**Exercise objective**
Format every line of the data below as a JSON array of strings, one string per line, with blank lines omitted.

**Source information**
++++
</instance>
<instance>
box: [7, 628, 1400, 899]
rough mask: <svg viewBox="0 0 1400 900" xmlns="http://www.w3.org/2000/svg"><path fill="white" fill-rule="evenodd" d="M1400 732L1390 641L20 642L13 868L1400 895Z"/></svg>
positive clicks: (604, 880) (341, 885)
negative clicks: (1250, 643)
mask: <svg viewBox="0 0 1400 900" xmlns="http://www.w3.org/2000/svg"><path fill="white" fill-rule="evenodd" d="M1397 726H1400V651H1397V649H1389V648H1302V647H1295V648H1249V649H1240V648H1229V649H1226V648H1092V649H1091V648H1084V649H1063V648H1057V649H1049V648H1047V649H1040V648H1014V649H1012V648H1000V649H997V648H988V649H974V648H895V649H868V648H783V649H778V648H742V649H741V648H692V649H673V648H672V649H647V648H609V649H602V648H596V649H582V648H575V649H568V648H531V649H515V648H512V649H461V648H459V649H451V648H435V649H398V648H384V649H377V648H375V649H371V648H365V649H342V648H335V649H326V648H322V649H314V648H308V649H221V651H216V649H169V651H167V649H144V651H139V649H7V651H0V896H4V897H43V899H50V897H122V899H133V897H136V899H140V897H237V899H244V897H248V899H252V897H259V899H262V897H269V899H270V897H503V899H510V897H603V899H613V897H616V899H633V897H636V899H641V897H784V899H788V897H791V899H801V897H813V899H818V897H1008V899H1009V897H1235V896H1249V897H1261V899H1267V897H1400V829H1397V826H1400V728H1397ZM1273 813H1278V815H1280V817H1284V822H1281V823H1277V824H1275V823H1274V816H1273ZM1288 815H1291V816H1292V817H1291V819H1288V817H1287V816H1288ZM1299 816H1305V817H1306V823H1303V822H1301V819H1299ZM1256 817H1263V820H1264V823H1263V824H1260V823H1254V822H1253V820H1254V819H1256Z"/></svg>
++++
**Answer area**
[
  "</instance>",
  "<instance>",
  "box: [7, 628, 1400, 899]",
  "rough mask: <svg viewBox=\"0 0 1400 900\" xmlns=\"http://www.w3.org/2000/svg\"><path fill=\"white\" fill-rule=\"evenodd\" d=\"M1400 732L1390 641L20 642L13 868L1400 895Z\"/></svg>",
  "positive clicks: (604, 880) (341, 885)",
  "negative clicks: (1250, 643)",
  "mask: <svg viewBox=\"0 0 1400 900\" xmlns=\"http://www.w3.org/2000/svg\"><path fill=\"white\" fill-rule=\"evenodd\" d=\"M1397 726H1400V651H1397V649H1389V648H1302V647H1295V648H1249V649H1240V648H1229V649H1226V648H1092V649H1091V648H1084V649H1063V648H1057V649H1049V648H1047V649H1040V648H1014V649H1012V648H1000V649H997V648H988V649H974V648H895V649H868V648H783V649H778V648H742V649H741V648H692V649H673V648H672V649H647V648H609V649H602V648H596V649H582V648H575V649H568V648H531V649H515V648H512V649H461V648H459V649H451V648H435V649H398V648H384V649H377V648H375V649H371V648H365V649H342V648H335V649H326V648H322V649H314V648H308V649H221V651H216V649H169V651H167V649H144V651H139V649H7V651H0V896H4V897H43V899H50V897H122V899H133V897H136V899H140V897H237V899H244V897H248V899H252V897H259V899H262V897H269V899H270V897H503V899H510V897H603V899H613V897H616V899H633V897H636V899H641V897H784V899H788V897H791V899H801V897H813V899H818V897H1008V899H1009V897H1235V896H1249V897H1261V899H1267V897H1400V829H1397V826H1400V728H1397ZM1273 813H1278V815H1280V817H1284V822H1281V823H1277V824H1275V823H1274V816H1273ZM1288 815H1291V816H1292V817H1291V819H1288V817H1287V816H1288ZM1299 816H1305V817H1306V823H1303V822H1301V819H1299ZM1256 817H1263V820H1264V823H1263V824H1260V823H1254V822H1253V820H1254V819H1256Z\"/></svg>"
]